12月5日、OECD(経済協力開発機構)の発表によると、昨年の同機構加盟国全体の社会保障義務負担率は過去最高に達し、中でもフランスがデンマークを抜いて世界一社会保障義務負担率の高い国になりました。
社会保障義務負担率46.2%でフランスが世界一の重税国
OECDのレポートによると、2017年のフランスの社会保障義務負担率はGDP(国内総生産)の46.2%(2016年より+0.7%)に達し、前年まで1位だったデンマークの46.0%(2016年より-0.2%)を抜き、3位のベルギー(44.6%)を引き離して1位になりました。
社会保障義務負担率とは、所得税、法人税、富裕税、付加価値税(消費税)、固定資産税、燃料税、通関税、住民税などの租税、および老齢年金、失業保険、健康保険など社会保障費用の総額のGDPに対する比率です。
OECD加盟国36カ国(注1)の2017年の平均は34.2%と、2016年の34%から0.2ポイント上昇し、1965年にパリでOECDがデータを取り始めてからの52年間で過去最高となっています。1位のフランスは平均値と比較して12%も高く、加盟国中でもっとも負担率の低いメキシコは16.2%となっています。
購買力低下、減税訴え黄色いベスト運動加熱
世界一の重税と物価上昇で、フランス国民の「購買力は低下」しているか?が議論されていますが、統計データでは計り知れない「個人差と地方による格差」が明白になっています。2017年の世論調査では81%のフランス国民が「購買力が低下した」と感じているという結果が出ています。
クリーンエネルギーへの移行を理由に、フランス政府が11月にガソリンへの燃料税を値上げしたことがきっかけで「黄色いベスト(Gilet Jaune)」と呼ばれる市民運動が起こりましたが、マクロン政権発足以来の政策で国民は「購買力が低下した」と不満を募らせていました。当初、平和的デモや通行する車をブロックするなどの活動が一部の町で展開されていましたが、あっという間にフランス全土に広まり、一部では過激派などによる暴力行為も加わるなど、過熱の一途をたどっています。(詳しくは関連記事をご覧ください)

▸ データ行
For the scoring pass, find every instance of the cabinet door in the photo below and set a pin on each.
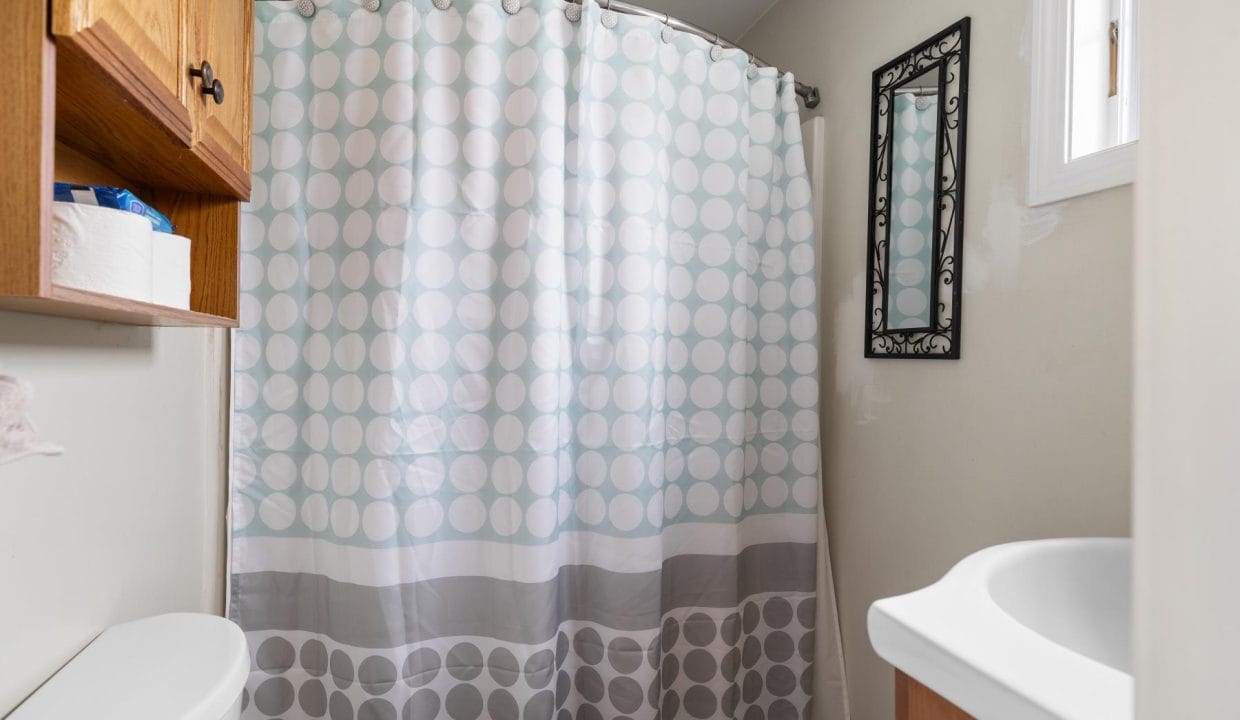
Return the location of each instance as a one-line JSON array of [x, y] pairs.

▸ 記述課題
フランスの社会保障負担に関する記事のうち、「クリーンエネルギーへの移行を」を含む箇所から書き始め、「くは関連記事をご覧ください)」までをそのまま書き写してください。 資料は参照しなくてかまいません。

▸ 課題の解答
クリーンエネルギーへの移行を理由に、フランス政府が11月にガソリンへの燃料税を値上げしたことがきっかけで「黄色いベスト(Gilet Jaune)」と呼ばれる市民運動が起こりましたが、マクロン政権発足以来の政策で国民は「購買力が低下した」と不満を募らせていました。当初、平和的デモや通行する車をブロックするなどの活動が一部の町で展開されていましたが、あっという間にフランス全土に広まり、一部では過激派などによる暴力行為も加わるなど、過熱の一途をたどっています。(詳しくは関連記事をご覧ください)